Challenge 1:
Please retype the rows below, from the one containing "Where can the blue fabric" through the one containing "[[350, 331]]", and give only those rows.

Document extract:
*-*-*

Maven Compiler Plugin Configuration

We use 2 executions in the compiler plugin because the annotation discovery for your annotated Java requires COMPILED classes. The compiled annotated classes are first used at generate-sources phase, then for several later Maven phases. An alternative to this “trick” is to isolated your annotated classes in a separate compiled Maven module, then perform the code generation in a second module which depends on the first.

*-*-*

Challenge 2:
Echo the stretch of the Maven compiler plugin excerpt above from "Maven Compiler Plugin" through "on the first.".

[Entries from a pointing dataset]
*-*-*

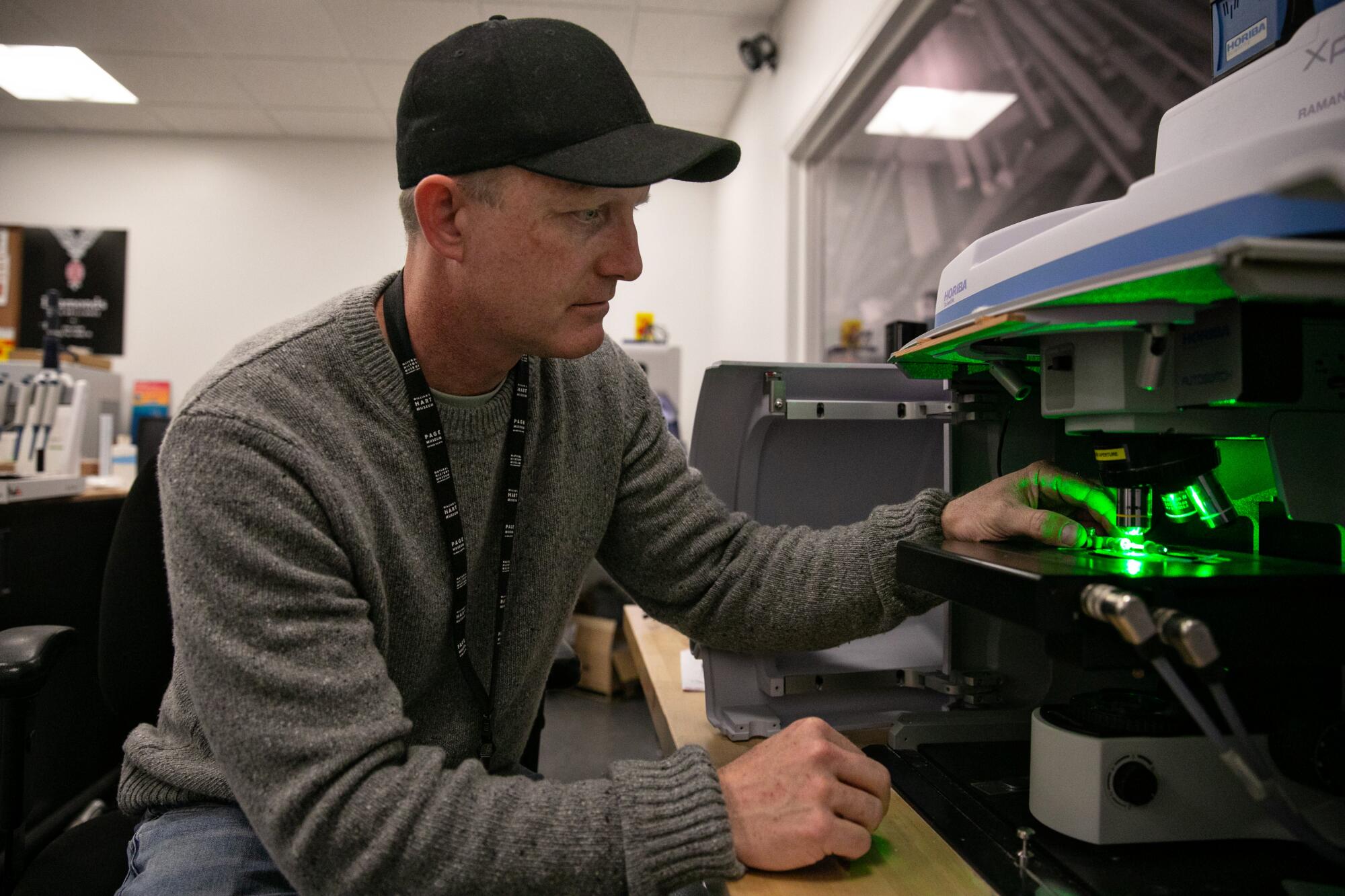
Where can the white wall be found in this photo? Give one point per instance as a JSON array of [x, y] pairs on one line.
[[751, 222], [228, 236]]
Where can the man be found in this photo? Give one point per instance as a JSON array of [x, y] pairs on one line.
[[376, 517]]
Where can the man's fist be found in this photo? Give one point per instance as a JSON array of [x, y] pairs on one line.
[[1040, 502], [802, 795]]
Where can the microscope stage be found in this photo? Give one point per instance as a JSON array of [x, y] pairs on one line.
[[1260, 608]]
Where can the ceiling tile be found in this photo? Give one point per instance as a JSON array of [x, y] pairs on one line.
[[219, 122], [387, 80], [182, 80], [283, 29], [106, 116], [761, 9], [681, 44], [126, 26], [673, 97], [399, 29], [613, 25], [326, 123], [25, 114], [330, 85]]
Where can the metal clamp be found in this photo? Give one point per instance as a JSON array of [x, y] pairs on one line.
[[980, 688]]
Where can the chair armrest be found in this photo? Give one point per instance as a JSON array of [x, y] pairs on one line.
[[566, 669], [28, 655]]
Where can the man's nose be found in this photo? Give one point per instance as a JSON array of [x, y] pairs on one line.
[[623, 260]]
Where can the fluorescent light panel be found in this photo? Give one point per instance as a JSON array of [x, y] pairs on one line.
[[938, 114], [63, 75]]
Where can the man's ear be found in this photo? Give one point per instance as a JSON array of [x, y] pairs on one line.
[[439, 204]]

*-*-*

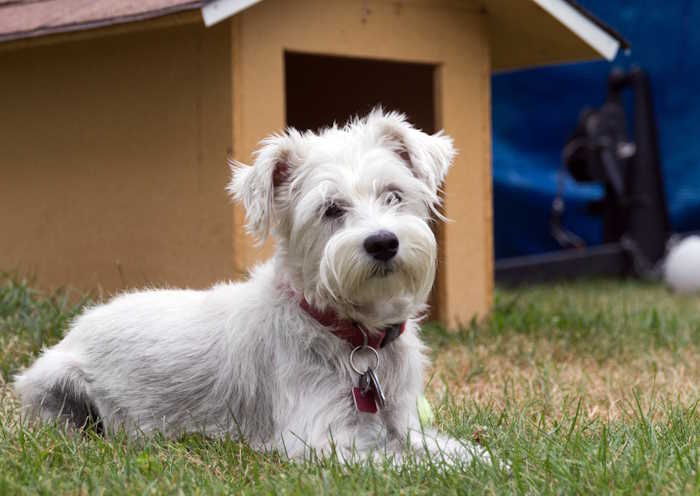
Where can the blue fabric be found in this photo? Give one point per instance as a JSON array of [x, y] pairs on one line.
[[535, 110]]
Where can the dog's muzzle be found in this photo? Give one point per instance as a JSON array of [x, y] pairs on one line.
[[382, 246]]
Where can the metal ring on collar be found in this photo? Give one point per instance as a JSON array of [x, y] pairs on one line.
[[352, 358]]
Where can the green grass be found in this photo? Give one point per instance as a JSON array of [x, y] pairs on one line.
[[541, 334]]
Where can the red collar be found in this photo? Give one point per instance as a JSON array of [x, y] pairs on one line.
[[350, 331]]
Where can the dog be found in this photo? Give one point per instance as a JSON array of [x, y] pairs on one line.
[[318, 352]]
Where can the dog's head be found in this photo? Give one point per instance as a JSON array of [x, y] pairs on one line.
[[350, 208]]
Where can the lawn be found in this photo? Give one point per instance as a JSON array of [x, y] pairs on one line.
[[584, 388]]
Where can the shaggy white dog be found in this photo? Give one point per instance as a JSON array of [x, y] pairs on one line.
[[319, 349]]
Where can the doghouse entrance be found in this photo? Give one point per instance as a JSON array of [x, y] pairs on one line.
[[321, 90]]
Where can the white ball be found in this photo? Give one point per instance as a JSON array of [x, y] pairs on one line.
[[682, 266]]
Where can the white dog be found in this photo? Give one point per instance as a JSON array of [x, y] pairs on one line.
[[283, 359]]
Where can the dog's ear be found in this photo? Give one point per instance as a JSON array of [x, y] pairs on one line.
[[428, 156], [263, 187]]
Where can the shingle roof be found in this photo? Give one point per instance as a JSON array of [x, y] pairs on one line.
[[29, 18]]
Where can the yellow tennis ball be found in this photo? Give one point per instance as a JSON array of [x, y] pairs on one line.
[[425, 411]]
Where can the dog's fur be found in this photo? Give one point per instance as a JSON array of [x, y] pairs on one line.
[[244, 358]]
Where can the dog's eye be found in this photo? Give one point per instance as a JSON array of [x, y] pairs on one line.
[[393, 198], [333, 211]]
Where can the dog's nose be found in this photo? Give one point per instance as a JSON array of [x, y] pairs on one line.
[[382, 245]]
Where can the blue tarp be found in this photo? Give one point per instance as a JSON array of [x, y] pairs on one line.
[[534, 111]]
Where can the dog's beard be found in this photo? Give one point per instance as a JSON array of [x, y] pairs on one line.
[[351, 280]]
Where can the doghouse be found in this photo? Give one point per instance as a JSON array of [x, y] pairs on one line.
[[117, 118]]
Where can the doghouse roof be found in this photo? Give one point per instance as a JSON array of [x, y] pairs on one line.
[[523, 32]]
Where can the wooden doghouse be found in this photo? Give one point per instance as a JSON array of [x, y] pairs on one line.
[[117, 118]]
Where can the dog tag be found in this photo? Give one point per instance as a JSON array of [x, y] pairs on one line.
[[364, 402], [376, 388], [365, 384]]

*-*-*

Written solution 1:
Where can the blue fabric be found in this photo? Give one point per instance as a JSON array of [x, y] pairs on one line.
[[535, 110]]
Where can the dog's muzzle be found in this photo? Give one point per instance as a JSON array of [x, y] pairs on one line.
[[382, 246]]
Where can the metal ring on collar be found in this photo? Give one point per instance as a JSON array of [x, y] pairs on one line.
[[352, 358]]
Where can the green grass be found in this photo? Give one point per instance as a JSON array of [x, y] pairs on one line.
[[541, 334]]
Where can the red collar be found in this photo? Give one point per instance as a JSON array of [x, y] pairs on one line.
[[350, 331]]

Written solution 2:
Maven Compiler Plugin Configuration

We use 2 executions in the compiler plugin because the annotation discovery for your annotated Java requires COMPILED classes. The compiled annotated classes are first used at generate-sources phase, then for several later Maven phases. An alternative to this “trick” is to isolated your annotated classes in a separate compiled Maven module, then perform the code generation in a second module which depends on the first.